**SOURCE EXTRACT**
** START **

In [None]:

# Import necessary libraries
import sqlite3
import matplotlib.pyplot as plt
import numpy as np
import pandas as pd
from category_encoders import OneHotEncoder
from category_encoders import OrdinalEncoder
from sklearn.ensemble import RandomForestClassifier
from sklearn.linear_model import LogisticRegression
from sklearn.metrics import accuracy_score
from sklearn.model_selection import train_test_split
from sklearn.pipeline import make_pipeline
from sklearn.tree import DecisionTreeClassifier, plot_tree


In [None]:
%load_ext sql
%sql sqlite:////home/jovyan/nepal.sqlite

In [None]:
%%sql
SELECT name
FROM sqlite_schema
WHERE type = "table"

In [None]:
%%sql
SELECT distinct(district_id)
FROM id_map

In [None]:
# Task 4.5.2: Calculate the number of observations in the id_map table associated with district 1.
%%sql
SELECT COUNT(*)
FROM id_map
WHERE district_id = 1;

In [None]:
# Task 4.5.3: Calculate the number of observations in the id_map table associated with district 3.

In [None]:
%%sql
SELECT COUNT(*)
FROM id_map
WHERE district_id = 3;

In [4]:
# ask 4.5.4: Join the unique building IDs from Kavrepalanchok in id_map, all the columns from building_structure, and the damage_grade column from building_damage, limiting your results to 5 rows. Make sure you rename the building_id column in id_map as b_id and limit your results to the first five rows of the new table.

In [None]:
%%sql
SELECT distinct(i.building_id) AS b_id,
       s.*,
       d.damage_grade
FROM id_map AS i
JOIN building_structure AS s ON i.building_id = s.building_id
JOIN building_damage AS d ON i.building_id = d.building_id
WHERE i.district_id = 3
LIMIT 5;




In [3]:
# Task 4.5.5: Write a wrangle function that will use the query you created in the previous task to create a DataFrame. In addition your function should:

# Create a "severe_damage" column, where all buildings with a damage grade greater than 3 should be encoded as 1. All other buildings should be encoded at 0.
# Drop any columns that could cause issues with leakage or multicollinearity in your model.

In [None]:
import sqlite3
import pandas as pd

def wrangle(db_path):
    """
    Wrangle data from an SQLite database to prepare it for analysis.

    Parameters:
    db_path (str): Path to the SQLite database file.

    Returns:
    pd.DataFrame: A DataFrame with processed and cleaned data.
    """
    # Connect to the SQLite database
    conn = sqlite3.connect(db_path)

    # Construct the SQL query
    query = """

** END **

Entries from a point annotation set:
** START **

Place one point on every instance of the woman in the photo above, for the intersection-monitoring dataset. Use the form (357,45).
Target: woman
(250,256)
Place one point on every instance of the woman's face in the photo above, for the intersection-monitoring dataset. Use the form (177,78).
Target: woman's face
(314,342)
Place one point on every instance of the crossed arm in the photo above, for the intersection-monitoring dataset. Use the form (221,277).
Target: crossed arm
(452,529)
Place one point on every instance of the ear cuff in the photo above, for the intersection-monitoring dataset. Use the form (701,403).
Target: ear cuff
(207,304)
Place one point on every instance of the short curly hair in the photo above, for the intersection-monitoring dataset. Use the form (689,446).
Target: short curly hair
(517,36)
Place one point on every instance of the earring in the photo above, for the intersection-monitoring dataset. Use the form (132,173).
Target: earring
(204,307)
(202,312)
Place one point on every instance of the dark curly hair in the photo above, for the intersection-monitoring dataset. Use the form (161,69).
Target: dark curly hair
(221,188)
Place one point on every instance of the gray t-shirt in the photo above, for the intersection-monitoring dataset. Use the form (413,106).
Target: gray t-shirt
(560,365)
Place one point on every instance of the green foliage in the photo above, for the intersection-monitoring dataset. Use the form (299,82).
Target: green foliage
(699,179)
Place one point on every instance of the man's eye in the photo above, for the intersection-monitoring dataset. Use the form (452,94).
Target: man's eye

** END **
** START **

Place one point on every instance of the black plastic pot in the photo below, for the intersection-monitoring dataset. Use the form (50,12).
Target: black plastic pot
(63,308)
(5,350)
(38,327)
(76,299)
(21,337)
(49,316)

** END **

**EXERCISE REQUIREMENTS**
(1) In the notebook's Task 4.5.5, which buildings should be encoded as 1 in the "severe_damage" column?
(2) Reproduce the stretch of the notebook from "# Drop any columns" through "SQLite database file.", word for word.

**FINAL RESULTS**
(1) All buildings with a damage grade greater than 3.

(2)
# Drop any columns that could cause issues with leakage or multicollinearity in your model.

In [None]:
import sqlite3
import pandas as pd

def wrangle(db_path):
    """
    Wrangle data from an SQLite database to prepare it for analysis.

    Parameters:
    db_path (str): Path to the SQLite database file.